___ RECORD SET

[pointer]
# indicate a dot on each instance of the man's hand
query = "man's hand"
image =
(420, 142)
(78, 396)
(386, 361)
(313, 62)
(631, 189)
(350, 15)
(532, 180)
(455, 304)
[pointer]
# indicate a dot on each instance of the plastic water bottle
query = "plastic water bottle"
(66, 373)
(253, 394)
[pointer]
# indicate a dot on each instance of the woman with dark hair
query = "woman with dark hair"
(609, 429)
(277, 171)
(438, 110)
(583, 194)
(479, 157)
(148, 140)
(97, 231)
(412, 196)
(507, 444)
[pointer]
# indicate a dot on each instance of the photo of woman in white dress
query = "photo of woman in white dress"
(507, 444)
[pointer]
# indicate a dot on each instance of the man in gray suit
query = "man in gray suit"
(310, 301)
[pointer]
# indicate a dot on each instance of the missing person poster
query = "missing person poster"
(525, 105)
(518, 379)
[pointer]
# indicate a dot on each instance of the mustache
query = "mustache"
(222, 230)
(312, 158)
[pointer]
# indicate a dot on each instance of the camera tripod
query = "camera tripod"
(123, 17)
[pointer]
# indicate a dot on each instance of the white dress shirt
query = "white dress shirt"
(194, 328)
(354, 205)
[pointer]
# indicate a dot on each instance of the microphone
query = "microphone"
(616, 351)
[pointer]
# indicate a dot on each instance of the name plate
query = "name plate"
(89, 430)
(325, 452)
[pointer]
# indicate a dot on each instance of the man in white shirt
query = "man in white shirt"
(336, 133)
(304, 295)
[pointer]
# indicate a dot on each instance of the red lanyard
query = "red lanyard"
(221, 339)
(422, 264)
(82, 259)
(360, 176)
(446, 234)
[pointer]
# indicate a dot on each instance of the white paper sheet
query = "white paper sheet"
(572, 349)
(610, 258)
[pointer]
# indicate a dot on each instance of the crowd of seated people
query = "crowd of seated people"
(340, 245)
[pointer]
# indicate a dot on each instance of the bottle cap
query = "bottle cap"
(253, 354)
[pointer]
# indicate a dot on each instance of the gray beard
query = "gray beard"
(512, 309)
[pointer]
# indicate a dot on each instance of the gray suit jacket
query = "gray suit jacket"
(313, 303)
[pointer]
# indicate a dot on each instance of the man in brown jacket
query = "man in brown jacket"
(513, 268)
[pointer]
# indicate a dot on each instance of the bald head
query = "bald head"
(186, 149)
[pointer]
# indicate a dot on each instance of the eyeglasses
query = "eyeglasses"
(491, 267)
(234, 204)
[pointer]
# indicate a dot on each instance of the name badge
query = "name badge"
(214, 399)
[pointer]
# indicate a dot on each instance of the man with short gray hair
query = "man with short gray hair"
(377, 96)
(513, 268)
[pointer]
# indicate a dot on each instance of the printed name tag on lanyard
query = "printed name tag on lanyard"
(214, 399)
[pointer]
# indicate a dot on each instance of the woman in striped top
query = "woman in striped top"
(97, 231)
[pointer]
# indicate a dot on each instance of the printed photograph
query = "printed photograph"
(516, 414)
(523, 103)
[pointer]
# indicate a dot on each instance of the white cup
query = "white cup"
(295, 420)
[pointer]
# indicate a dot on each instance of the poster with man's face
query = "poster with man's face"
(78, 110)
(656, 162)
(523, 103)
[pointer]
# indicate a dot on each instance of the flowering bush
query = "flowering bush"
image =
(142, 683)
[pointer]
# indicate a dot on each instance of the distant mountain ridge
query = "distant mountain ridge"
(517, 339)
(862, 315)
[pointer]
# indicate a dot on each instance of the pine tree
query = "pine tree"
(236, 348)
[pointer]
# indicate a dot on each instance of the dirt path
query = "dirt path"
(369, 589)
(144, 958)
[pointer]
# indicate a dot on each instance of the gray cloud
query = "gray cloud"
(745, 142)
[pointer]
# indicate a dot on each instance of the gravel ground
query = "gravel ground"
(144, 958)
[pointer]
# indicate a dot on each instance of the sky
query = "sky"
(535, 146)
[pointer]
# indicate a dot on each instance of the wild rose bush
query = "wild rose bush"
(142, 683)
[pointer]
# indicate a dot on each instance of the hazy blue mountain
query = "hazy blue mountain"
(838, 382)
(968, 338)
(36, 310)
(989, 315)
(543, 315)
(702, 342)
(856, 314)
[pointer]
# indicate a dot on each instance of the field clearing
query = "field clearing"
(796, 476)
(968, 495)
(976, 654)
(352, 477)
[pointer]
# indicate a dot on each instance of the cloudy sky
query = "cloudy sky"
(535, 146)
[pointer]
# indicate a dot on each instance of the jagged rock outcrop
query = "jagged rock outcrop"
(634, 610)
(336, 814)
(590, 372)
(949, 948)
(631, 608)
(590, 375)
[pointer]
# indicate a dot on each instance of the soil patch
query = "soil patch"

______

Collect every line above that contains the word "dress" and copy each one out in full.

■ RESULT OF THE TASK:
# indicate a dot on each instance of the photo of woman in white dress
query = "photo of woman in white dress"
# indicate a dot on each instance of the white dress shirt
query = "white dress shirt"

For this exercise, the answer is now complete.